***** Text extract

While the questioning had a sharp edge, it seems warranted in view of the credibility issues that adhere to Banks owing to his convenient amnesia over Dotcom's $50,000 contribution to his mayoral campaign.

And then there is the Minister of Education herself. Hekia Parata has become the centre of controversy for her attempt to increase class sizes, her inept handling of the prospective closures of schools in Christchurch and her partial responsibility for the disaster that is the Novopay system.

Last year, her predecessor, Anne Tolley, demonstrated her own lack of sensitivity in demanding that Christchurch students maintain the required schedule of sitting exams despite their recent experience of the terrible earthquake.

Parata is continuing that tradition by her tone-deaf insistence on a tight schedule of school closings and mergers, just as the students affected have only partially recovered from the upheaval that the earthquake caused in their home lives. If ever there was a reason to go slow in altering the safety that school continuity provides, the experience of Christchurch children is it.

In US President Barack Obama's recent State of the Union address, he clearly stated his intention to guarantee early childhood pre-primary education for all children.

In this, the US is following leads undertaken by New Zealand and other developed countries. The question remains as to New Zealand's own determination to follow the failed examples in America of increasing class sizes or of charter schools.

**********
***** Dataset rows

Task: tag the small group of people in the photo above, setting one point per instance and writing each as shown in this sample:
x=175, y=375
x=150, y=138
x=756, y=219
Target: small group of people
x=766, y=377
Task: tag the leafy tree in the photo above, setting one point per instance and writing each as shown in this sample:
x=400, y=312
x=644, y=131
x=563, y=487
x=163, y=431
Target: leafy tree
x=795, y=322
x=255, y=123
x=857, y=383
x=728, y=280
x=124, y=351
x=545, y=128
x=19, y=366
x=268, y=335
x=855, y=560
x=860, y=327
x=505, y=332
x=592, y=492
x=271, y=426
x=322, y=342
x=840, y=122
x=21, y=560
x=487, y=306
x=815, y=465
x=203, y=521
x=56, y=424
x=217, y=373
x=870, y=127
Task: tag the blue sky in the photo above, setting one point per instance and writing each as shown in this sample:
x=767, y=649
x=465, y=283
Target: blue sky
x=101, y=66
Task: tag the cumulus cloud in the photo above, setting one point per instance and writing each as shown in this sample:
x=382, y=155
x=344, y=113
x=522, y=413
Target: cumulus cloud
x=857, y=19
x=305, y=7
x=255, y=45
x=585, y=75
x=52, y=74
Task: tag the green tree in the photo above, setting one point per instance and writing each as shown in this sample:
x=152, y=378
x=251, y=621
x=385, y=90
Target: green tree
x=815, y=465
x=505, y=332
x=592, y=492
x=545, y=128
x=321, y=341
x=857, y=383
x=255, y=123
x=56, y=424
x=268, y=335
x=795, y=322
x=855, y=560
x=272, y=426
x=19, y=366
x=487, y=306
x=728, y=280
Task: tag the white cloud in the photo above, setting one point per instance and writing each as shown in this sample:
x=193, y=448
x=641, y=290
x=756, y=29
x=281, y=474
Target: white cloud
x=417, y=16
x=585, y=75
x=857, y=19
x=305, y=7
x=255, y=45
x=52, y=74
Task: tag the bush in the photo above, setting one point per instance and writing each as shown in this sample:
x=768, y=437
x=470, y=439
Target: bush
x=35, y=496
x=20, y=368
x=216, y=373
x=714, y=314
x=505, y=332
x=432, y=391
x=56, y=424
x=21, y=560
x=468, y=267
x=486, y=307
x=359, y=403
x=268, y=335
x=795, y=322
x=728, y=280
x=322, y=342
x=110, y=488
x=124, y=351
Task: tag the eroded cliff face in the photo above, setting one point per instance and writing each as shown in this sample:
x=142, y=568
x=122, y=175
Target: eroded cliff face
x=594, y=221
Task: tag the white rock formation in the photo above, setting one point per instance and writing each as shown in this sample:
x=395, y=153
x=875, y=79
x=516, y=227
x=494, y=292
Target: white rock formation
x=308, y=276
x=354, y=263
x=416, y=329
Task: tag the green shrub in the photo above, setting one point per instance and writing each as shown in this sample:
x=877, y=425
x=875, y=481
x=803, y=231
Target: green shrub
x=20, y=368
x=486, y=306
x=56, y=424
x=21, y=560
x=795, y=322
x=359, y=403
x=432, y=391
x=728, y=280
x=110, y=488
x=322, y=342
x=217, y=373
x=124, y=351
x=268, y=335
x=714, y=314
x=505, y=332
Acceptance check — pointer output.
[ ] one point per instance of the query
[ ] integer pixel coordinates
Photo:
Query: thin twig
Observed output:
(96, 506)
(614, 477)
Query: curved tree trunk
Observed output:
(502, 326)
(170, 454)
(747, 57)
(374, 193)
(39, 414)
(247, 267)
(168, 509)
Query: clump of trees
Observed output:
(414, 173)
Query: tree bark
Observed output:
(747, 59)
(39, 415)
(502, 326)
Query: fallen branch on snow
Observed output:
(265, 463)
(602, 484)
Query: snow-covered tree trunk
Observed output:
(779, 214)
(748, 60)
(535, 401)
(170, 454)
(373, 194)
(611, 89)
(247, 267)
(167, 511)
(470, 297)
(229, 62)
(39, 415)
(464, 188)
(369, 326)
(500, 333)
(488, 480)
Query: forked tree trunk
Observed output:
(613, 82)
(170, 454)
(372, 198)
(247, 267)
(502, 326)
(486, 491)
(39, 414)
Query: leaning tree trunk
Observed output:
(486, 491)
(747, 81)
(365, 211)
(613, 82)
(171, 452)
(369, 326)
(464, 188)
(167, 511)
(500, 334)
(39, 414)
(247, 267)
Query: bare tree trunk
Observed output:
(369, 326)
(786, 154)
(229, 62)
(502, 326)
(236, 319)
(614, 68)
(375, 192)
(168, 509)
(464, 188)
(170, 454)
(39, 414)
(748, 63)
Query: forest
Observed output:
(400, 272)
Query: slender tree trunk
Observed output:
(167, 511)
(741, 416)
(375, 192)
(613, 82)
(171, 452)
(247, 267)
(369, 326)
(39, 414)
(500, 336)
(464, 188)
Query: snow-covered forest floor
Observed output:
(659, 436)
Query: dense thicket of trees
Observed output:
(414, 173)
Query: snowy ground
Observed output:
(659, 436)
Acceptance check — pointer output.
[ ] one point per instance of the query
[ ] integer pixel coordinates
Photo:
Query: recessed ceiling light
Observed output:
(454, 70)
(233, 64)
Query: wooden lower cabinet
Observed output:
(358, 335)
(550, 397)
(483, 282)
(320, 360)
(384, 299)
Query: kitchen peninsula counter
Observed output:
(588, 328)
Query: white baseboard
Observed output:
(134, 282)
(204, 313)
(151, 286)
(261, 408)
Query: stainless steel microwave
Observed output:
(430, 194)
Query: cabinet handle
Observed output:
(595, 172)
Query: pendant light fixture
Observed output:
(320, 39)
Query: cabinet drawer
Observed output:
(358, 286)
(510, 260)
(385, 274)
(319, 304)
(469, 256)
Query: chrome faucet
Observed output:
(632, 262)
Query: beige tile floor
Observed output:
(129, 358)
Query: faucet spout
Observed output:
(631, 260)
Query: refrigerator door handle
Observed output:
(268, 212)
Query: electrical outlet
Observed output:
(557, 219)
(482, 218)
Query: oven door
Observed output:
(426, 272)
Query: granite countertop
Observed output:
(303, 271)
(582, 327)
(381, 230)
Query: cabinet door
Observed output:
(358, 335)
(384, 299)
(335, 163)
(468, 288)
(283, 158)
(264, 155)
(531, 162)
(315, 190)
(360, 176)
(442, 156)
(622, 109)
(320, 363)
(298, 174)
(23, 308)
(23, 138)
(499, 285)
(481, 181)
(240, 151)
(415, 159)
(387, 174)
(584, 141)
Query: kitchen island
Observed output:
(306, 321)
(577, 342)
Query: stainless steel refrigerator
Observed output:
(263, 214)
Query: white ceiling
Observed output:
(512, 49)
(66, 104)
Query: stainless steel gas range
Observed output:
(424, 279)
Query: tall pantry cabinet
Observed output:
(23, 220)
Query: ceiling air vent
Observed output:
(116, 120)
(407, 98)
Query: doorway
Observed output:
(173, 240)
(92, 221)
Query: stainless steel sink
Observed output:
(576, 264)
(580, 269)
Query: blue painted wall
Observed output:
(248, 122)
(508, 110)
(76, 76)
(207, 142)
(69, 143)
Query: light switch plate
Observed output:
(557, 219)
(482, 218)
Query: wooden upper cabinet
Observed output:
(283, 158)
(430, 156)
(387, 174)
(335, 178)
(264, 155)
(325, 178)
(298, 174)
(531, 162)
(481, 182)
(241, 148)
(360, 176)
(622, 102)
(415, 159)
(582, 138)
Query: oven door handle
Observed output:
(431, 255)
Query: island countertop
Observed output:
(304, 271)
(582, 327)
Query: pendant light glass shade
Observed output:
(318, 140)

**********

> **Tasks**:
1. Output the passage of the education commentary between "Last year, her" and "children is it.", inclusive, copied word for word.
2. Based on the education commentary, decide whether each statement agrees with it. Answer yes or no, and quote the deciding words.
(a) Anne Tolley held the education post before Hekia Parata.
(b) Hekia Parata tried to reduce class sizes.
(c) Barack Obama said he intended to guarantee early childhood pre-primary education for all children.
3. Rewrite the paragraph of the education commentary that begins "And then there is the Minister of Education herself" as a short list that keeps its main facts.

> **Problem solutions**:
1.
Last year, her predecessor, Anne Tolley, demonstrated her own lack of sensitivity in demanding that Christchurch students maintain the required schedule of sitting exams despite their recent experience of the terrible earthquake.

Parata is continuing that tradition by her tone-deaf insistence on a tight schedule of school closings and mergers, just as the students affected have only partially recovered from the upheaval that the earthquake caused in their home lives. If ever there was a reason to go slow in altering the safety that school continuity provides, the experience of Christchurch children is it.

2.
(a) Yes: "Last year, her predecessor, Anne Tolley"
(b) No: "her attempt to increase class sizes"
(c) Yes: "he clearly stated his intention to guarantee early childhood pre-primary education for all children"

3.
Controversies involving Minister of Education Hekia Parata:
- her attempt to increase class sizes
- her inept handling of the prospective school closures in Christchurch
- her partial responsibility for the Novopay system, described as a disaster